◆ **Problem statement**:
Search the records for the string "jacket", and show each line where it appears.

BEGIN

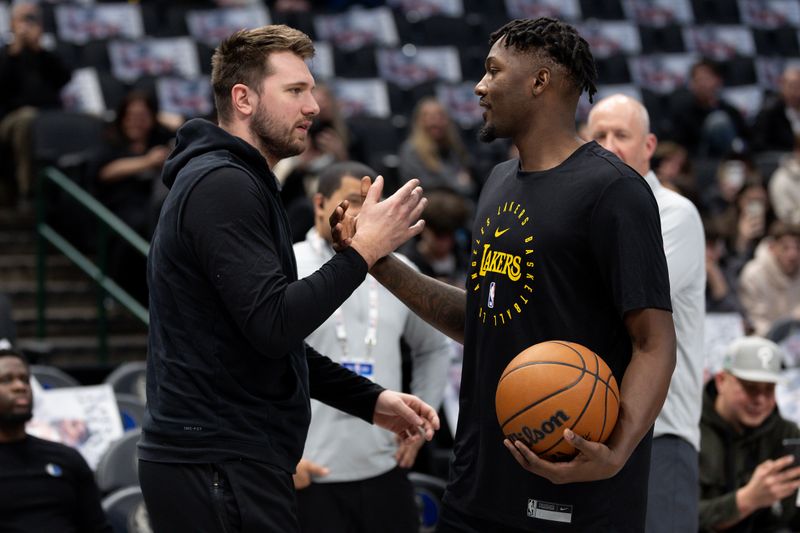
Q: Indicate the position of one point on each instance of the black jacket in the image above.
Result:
(229, 375)
(727, 462)
(772, 130)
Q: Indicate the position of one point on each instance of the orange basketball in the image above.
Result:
(552, 386)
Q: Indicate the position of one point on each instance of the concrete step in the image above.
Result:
(22, 267)
(76, 320)
(13, 241)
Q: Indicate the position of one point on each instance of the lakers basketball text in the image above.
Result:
(504, 251)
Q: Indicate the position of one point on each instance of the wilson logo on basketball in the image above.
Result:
(506, 256)
(531, 436)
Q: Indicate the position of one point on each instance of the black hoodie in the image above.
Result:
(229, 375)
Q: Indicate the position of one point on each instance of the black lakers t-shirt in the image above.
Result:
(561, 254)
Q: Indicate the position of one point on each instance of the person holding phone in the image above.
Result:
(769, 285)
(748, 479)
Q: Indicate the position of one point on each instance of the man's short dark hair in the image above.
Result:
(331, 178)
(706, 62)
(780, 229)
(559, 41)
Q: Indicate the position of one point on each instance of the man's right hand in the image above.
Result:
(772, 481)
(382, 226)
(305, 471)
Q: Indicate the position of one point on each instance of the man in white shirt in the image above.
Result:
(352, 475)
(622, 125)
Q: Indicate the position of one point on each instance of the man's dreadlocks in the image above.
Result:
(559, 41)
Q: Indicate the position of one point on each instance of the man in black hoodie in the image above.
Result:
(229, 375)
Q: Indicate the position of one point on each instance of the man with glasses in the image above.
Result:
(748, 479)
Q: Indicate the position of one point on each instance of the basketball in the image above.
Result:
(552, 386)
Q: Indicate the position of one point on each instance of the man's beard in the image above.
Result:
(270, 139)
(487, 133)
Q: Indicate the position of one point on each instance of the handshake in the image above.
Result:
(379, 226)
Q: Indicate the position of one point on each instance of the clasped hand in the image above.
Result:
(594, 461)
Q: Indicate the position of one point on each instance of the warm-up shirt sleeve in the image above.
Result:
(334, 385)
(226, 224)
(626, 240)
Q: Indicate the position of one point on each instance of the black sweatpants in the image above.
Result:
(384, 504)
(230, 497)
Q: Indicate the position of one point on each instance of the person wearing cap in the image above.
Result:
(748, 482)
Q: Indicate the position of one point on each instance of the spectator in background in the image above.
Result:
(721, 280)
(778, 122)
(8, 328)
(31, 80)
(621, 125)
(747, 481)
(702, 121)
(328, 141)
(671, 164)
(127, 180)
(745, 223)
(434, 152)
(436, 251)
(730, 176)
(352, 475)
(769, 286)
(784, 187)
(44, 486)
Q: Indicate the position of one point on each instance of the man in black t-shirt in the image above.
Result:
(44, 486)
(566, 245)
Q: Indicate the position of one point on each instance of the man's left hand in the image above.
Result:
(407, 452)
(406, 416)
(594, 461)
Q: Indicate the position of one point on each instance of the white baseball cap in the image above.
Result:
(754, 359)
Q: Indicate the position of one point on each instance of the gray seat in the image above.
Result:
(126, 511)
(50, 377)
(129, 378)
(118, 467)
(428, 491)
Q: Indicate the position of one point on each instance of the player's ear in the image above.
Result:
(540, 81)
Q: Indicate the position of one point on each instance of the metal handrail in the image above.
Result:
(106, 286)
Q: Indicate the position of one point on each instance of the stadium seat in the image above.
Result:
(50, 377)
(59, 137)
(118, 467)
(607, 10)
(126, 511)
(715, 12)
(738, 71)
(783, 328)
(129, 378)
(776, 42)
(360, 63)
(613, 70)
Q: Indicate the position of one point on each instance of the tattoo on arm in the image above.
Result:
(441, 305)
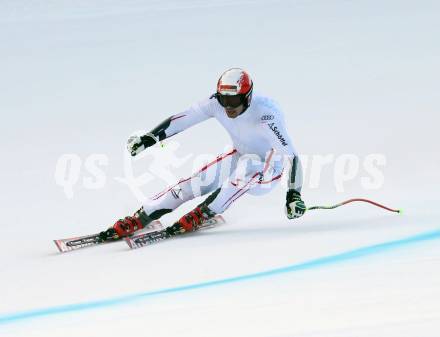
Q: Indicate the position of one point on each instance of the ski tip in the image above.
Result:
(129, 243)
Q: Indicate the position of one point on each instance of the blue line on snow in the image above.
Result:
(322, 261)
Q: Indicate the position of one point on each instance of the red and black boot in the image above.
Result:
(191, 221)
(127, 226)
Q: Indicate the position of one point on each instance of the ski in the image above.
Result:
(74, 243)
(146, 239)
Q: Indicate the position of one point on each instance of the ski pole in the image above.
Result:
(354, 200)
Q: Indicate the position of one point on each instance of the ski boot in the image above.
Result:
(191, 221)
(127, 226)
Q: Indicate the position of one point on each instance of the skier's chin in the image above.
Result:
(234, 113)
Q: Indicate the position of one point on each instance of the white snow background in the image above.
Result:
(357, 77)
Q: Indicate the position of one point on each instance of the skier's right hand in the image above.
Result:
(136, 144)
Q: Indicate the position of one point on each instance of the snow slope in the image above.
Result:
(354, 77)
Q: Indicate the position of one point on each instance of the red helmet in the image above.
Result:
(234, 88)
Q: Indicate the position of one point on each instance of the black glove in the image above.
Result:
(136, 144)
(295, 206)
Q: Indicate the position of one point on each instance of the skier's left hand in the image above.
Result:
(295, 206)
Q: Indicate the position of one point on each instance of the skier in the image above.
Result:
(257, 128)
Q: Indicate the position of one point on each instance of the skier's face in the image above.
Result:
(233, 104)
(234, 112)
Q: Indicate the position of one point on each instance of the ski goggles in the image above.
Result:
(230, 101)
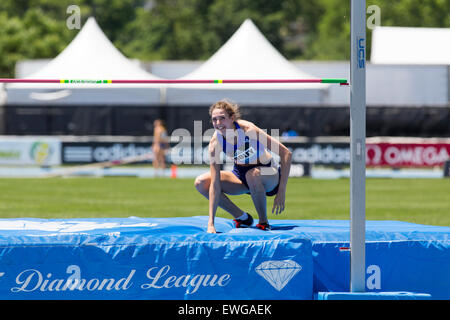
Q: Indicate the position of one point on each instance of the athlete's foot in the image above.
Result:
(264, 226)
(240, 223)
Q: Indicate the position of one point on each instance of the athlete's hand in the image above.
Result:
(278, 202)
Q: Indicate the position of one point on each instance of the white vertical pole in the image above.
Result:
(357, 145)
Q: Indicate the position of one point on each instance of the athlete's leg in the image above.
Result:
(230, 184)
(261, 180)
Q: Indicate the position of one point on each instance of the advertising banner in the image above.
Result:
(328, 154)
(407, 154)
(30, 151)
(135, 258)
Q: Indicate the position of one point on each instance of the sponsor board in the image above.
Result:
(30, 151)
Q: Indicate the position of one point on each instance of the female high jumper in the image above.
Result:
(254, 171)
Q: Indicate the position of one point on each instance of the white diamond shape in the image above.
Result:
(278, 272)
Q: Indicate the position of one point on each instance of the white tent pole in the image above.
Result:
(357, 145)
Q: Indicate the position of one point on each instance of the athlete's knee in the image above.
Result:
(254, 181)
(201, 183)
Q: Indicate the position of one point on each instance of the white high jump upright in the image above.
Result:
(357, 145)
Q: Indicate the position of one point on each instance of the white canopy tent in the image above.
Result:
(247, 55)
(401, 45)
(89, 56)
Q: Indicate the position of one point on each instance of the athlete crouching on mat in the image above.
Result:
(254, 170)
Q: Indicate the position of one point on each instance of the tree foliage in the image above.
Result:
(195, 29)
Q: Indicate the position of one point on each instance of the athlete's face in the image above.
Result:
(221, 120)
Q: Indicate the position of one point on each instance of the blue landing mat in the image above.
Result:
(174, 258)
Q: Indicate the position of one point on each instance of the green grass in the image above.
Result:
(423, 201)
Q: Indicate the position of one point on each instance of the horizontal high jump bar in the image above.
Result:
(174, 81)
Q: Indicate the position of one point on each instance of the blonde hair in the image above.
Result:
(229, 107)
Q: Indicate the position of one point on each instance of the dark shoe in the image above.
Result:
(238, 223)
(264, 226)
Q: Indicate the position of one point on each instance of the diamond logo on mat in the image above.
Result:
(278, 272)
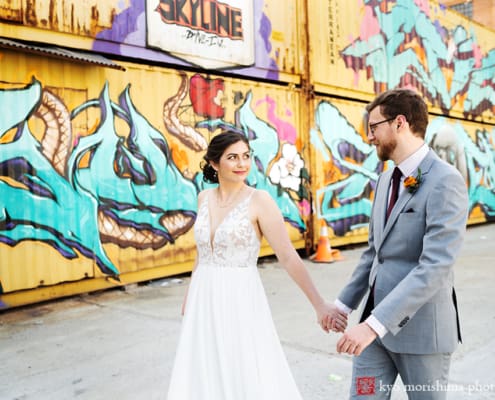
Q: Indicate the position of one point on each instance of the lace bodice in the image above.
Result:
(234, 242)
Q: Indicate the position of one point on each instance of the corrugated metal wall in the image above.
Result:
(100, 167)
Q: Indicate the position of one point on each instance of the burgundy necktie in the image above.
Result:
(396, 175)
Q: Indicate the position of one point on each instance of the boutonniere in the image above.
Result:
(412, 183)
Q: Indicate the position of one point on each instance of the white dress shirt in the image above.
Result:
(408, 167)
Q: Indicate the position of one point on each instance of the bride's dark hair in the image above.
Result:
(215, 150)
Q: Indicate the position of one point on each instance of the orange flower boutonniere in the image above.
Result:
(412, 183)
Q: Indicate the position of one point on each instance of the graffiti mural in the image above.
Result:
(130, 189)
(402, 45)
(344, 199)
(345, 202)
(473, 158)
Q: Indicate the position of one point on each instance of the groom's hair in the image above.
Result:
(403, 102)
(215, 150)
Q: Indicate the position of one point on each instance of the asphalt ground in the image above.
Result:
(120, 344)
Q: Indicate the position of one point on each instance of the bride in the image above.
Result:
(228, 347)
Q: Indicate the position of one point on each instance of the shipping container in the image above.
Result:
(108, 107)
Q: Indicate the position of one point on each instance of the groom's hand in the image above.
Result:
(332, 319)
(356, 339)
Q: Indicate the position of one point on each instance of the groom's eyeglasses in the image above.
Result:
(372, 127)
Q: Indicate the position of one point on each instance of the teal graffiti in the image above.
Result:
(134, 181)
(479, 160)
(36, 202)
(409, 49)
(126, 191)
(345, 204)
(264, 142)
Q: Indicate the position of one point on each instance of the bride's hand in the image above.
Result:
(331, 318)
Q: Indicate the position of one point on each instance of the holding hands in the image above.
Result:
(330, 318)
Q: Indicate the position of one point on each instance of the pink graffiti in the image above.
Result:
(423, 5)
(285, 130)
(477, 55)
(370, 25)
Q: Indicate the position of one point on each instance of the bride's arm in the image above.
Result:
(201, 196)
(184, 302)
(272, 226)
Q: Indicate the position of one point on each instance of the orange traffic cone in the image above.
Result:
(324, 252)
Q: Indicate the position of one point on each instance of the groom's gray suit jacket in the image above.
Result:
(410, 260)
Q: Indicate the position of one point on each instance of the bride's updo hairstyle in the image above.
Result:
(215, 150)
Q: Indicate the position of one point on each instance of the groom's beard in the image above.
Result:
(386, 149)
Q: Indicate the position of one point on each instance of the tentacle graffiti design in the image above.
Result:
(56, 141)
(185, 133)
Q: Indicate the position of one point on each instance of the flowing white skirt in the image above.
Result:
(228, 347)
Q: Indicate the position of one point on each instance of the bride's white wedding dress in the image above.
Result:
(228, 347)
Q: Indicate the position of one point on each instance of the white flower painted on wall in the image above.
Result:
(287, 170)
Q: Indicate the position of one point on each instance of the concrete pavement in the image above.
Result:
(120, 344)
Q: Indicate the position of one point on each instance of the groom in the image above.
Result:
(410, 324)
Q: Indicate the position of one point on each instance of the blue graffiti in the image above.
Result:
(37, 203)
(265, 144)
(121, 190)
(479, 161)
(413, 50)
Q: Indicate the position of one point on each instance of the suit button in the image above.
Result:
(403, 322)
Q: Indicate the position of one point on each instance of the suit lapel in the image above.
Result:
(385, 228)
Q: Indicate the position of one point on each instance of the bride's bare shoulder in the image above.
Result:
(203, 194)
(261, 198)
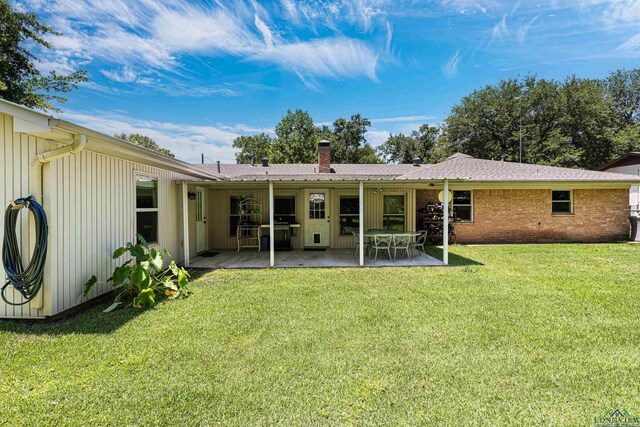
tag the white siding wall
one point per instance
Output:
(90, 202)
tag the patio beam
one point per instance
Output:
(445, 224)
(361, 222)
(185, 223)
(272, 254)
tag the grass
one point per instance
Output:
(514, 335)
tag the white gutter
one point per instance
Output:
(36, 171)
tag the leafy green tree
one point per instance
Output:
(144, 141)
(623, 87)
(402, 148)
(252, 148)
(297, 139)
(20, 80)
(567, 123)
(348, 142)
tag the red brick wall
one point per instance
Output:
(524, 216)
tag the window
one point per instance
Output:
(349, 214)
(234, 215)
(463, 205)
(316, 206)
(284, 209)
(562, 202)
(393, 213)
(147, 208)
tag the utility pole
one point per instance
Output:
(519, 98)
(520, 128)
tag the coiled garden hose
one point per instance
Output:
(27, 281)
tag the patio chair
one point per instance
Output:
(402, 242)
(421, 241)
(381, 242)
(356, 240)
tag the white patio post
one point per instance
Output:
(445, 224)
(185, 223)
(272, 254)
(361, 222)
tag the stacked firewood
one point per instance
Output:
(432, 215)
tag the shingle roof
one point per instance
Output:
(461, 166)
(457, 167)
(309, 172)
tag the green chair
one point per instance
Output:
(421, 241)
(401, 242)
(381, 242)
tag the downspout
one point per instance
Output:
(37, 165)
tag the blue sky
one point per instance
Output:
(194, 75)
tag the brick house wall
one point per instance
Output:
(524, 216)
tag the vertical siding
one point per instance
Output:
(89, 199)
(16, 152)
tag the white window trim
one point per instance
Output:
(139, 174)
(340, 215)
(453, 205)
(231, 196)
(404, 206)
(562, 201)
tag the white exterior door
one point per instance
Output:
(201, 220)
(317, 228)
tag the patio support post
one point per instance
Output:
(361, 222)
(445, 224)
(272, 255)
(185, 223)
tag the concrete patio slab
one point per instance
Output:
(308, 259)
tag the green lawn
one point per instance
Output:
(520, 335)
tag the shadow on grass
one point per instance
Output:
(454, 259)
(86, 320)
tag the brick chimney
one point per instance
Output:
(324, 156)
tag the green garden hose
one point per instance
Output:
(27, 281)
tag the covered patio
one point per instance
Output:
(308, 259)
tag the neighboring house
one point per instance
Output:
(627, 164)
(99, 192)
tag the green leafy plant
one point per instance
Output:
(142, 280)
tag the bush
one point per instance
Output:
(142, 280)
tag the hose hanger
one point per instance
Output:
(27, 281)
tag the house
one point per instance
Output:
(98, 192)
(627, 164)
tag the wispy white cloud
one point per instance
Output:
(124, 75)
(186, 141)
(156, 36)
(450, 68)
(377, 137)
(630, 45)
(500, 29)
(400, 119)
(329, 57)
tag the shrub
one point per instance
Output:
(141, 280)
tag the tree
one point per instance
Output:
(144, 141)
(297, 139)
(421, 143)
(566, 123)
(623, 87)
(20, 80)
(252, 148)
(348, 142)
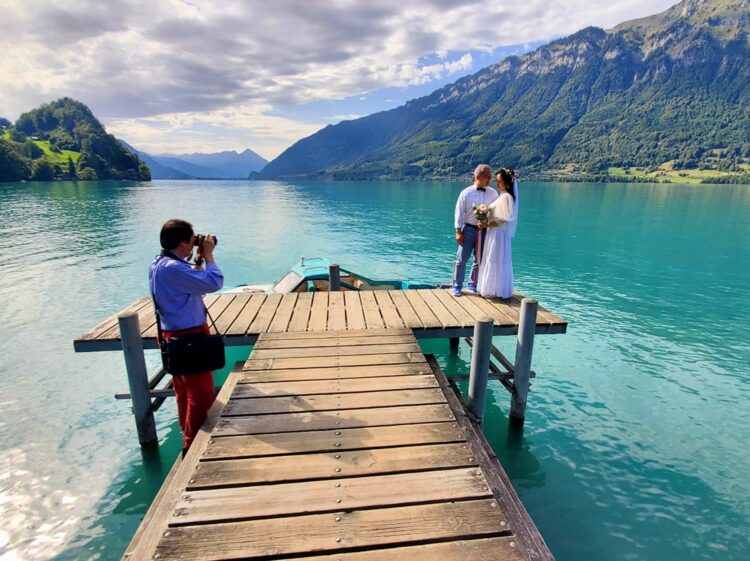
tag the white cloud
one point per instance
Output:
(221, 67)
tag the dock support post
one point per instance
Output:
(480, 366)
(454, 344)
(334, 278)
(135, 364)
(522, 368)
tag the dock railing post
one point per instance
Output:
(135, 364)
(334, 278)
(522, 368)
(480, 366)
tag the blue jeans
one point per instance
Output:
(462, 257)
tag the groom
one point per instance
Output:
(467, 228)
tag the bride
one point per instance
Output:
(496, 268)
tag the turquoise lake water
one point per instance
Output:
(636, 438)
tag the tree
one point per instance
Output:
(72, 169)
(87, 174)
(13, 166)
(43, 170)
(144, 173)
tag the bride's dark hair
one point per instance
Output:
(508, 176)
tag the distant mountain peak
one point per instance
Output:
(666, 89)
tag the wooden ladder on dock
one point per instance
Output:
(347, 446)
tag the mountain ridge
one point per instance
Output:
(665, 94)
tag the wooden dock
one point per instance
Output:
(344, 443)
(241, 318)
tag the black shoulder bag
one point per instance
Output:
(190, 354)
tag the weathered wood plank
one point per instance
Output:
(336, 312)
(332, 386)
(456, 310)
(105, 325)
(331, 361)
(318, 312)
(331, 532)
(426, 316)
(508, 307)
(301, 313)
(355, 318)
(330, 465)
(387, 309)
(502, 548)
(351, 418)
(437, 308)
(245, 503)
(144, 542)
(283, 314)
(518, 520)
(330, 341)
(334, 373)
(227, 447)
(498, 316)
(336, 402)
(348, 350)
(371, 310)
(265, 315)
(334, 334)
(543, 315)
(247, 315)
(229, 315)
(215, 304)
(404, 309)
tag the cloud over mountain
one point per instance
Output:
(132, 59)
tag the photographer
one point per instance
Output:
(179, 288)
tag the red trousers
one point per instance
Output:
(194, 393)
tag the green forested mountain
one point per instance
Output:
(650, 98)
(63, 140)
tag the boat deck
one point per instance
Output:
(336, 445)
(428, 313)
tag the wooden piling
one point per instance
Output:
(522, 368)
(480, 367)
(135, 364)
(334, 278)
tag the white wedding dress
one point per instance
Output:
(496, 269)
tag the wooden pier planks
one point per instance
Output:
(386, 478)
(428, 312)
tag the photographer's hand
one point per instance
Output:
(208, 248)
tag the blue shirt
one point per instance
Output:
(179, 290)
(465, 204)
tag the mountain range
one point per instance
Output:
(63, 140)
(658, 95)
(218, 165)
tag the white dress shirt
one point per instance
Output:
(465, 204)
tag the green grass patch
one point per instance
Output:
(61, 157)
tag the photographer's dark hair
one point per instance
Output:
(173, 232)
(508, 176)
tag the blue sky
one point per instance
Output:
(181, 76)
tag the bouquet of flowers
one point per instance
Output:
(481, 212)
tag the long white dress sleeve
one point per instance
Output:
(503, 209)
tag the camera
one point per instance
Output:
(200, 237)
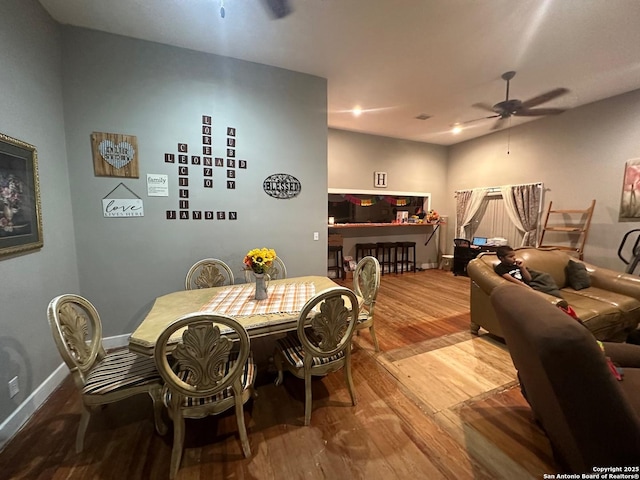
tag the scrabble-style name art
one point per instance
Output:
(187, 161)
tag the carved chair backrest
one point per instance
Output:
(77, 331)
(203, 353)
(366, 281)
(207, 273)
(331, 324)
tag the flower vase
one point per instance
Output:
(261, 286)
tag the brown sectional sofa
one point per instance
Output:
(591, 419)
(609, 308)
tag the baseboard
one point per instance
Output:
(33, 402)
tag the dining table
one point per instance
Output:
(276, 314)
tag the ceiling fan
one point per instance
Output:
(517, 108)
(278, 8)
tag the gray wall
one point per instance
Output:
(31, 110)
(579, 155)
(411, 167)
(120, 85)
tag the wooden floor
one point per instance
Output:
(436, 403)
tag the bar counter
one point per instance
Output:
(426, 255)
(376, 225)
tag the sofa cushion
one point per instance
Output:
(609, 315)
(577, 275)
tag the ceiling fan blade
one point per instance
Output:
(499, 123)
(538, 111)
(545, 97)
(478, 119)
(278, 8)
(483, 106)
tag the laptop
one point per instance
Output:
(479, 241)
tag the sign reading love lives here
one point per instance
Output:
(122, 207)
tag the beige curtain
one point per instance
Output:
(523, 207)
(467, 204)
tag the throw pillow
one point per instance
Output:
(577, 275)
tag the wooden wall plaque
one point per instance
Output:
(114, 155)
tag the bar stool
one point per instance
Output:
(365, 249)
(406, 255)
(386, 253)
(447, 262)
(335, 254)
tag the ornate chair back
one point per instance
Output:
(323, 341)
(102, 377)
(207, 273)
(209, 372)
(366, 283)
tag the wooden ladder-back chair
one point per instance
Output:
(207, 273)
(209, 372)
(322, 342)
(276, 271)
(366, 283)
(102, 377)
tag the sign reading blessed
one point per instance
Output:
(114, 155)
(281, 185)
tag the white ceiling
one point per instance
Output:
(398, 59)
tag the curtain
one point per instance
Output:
(523, 206)
(467, 204)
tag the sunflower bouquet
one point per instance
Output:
(259, 259)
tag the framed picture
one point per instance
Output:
(20, 222)
(630, 202)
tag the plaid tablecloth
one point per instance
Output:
(238, 301)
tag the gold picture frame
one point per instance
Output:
(20, 220)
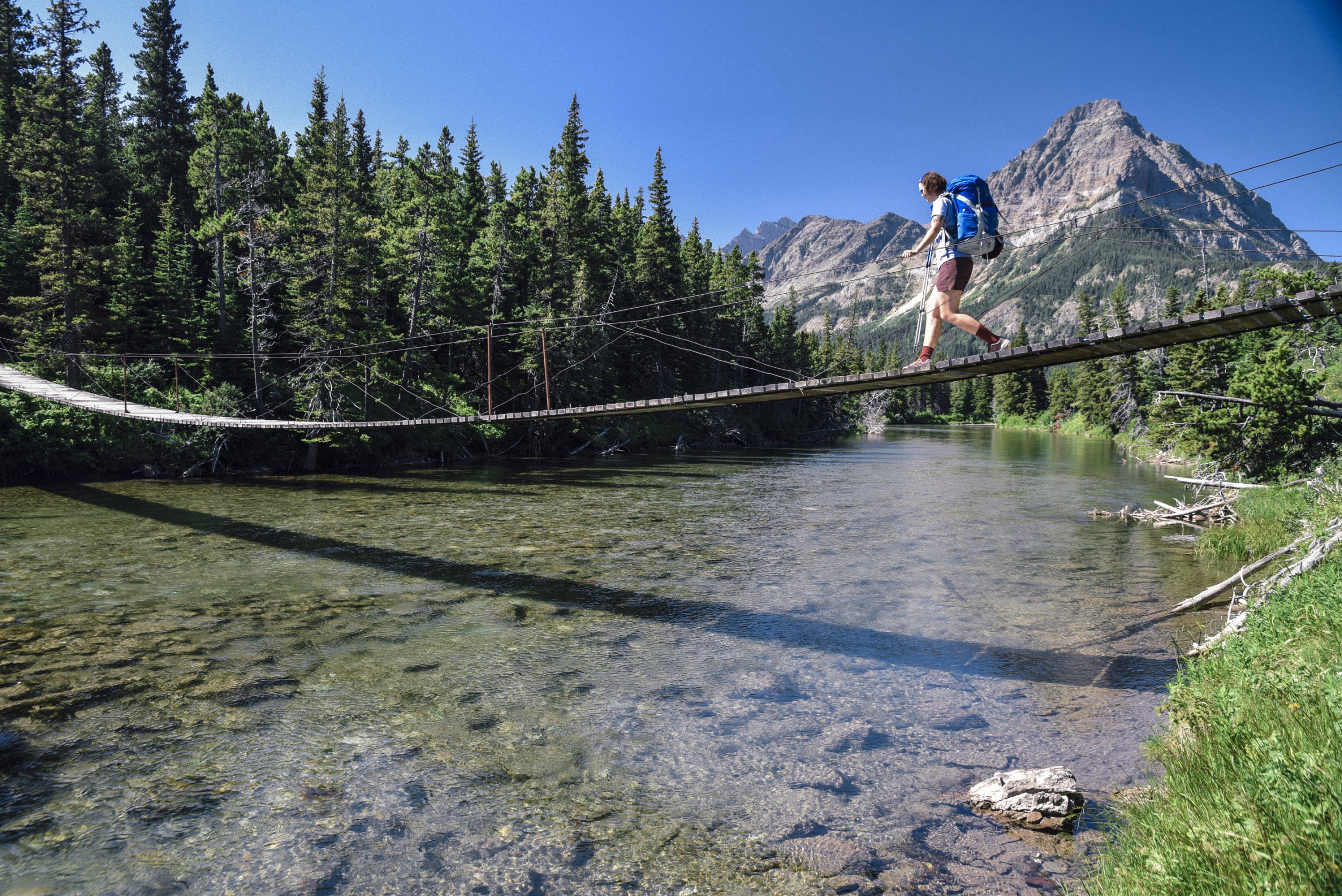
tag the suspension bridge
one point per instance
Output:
(1157, 334)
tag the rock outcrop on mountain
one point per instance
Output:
(1098, 157)
(765, 234)
(1098, 199)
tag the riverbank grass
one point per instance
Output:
(1251, 801)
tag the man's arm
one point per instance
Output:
(933, 230)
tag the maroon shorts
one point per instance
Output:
(953, 274)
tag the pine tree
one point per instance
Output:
(324, 311)
(17, 74)
(1122, 368)
(658, 263)
(54, 165)
(1091, 381)
(162, 139)
(1062, 397)
(176, 311)
(129, 285)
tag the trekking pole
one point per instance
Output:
(545, 362)
(489, 364)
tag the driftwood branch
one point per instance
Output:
(1321, 410)
(1278, 581)
(1214, 483)
(1204, 596)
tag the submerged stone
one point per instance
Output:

END

◆ **The answer**:
Q: Indicate the position of one point on each instance of the black jacket in the image above.
Q: Indicate the position of one point on each instance of the groom's gray suit jacket in the image above.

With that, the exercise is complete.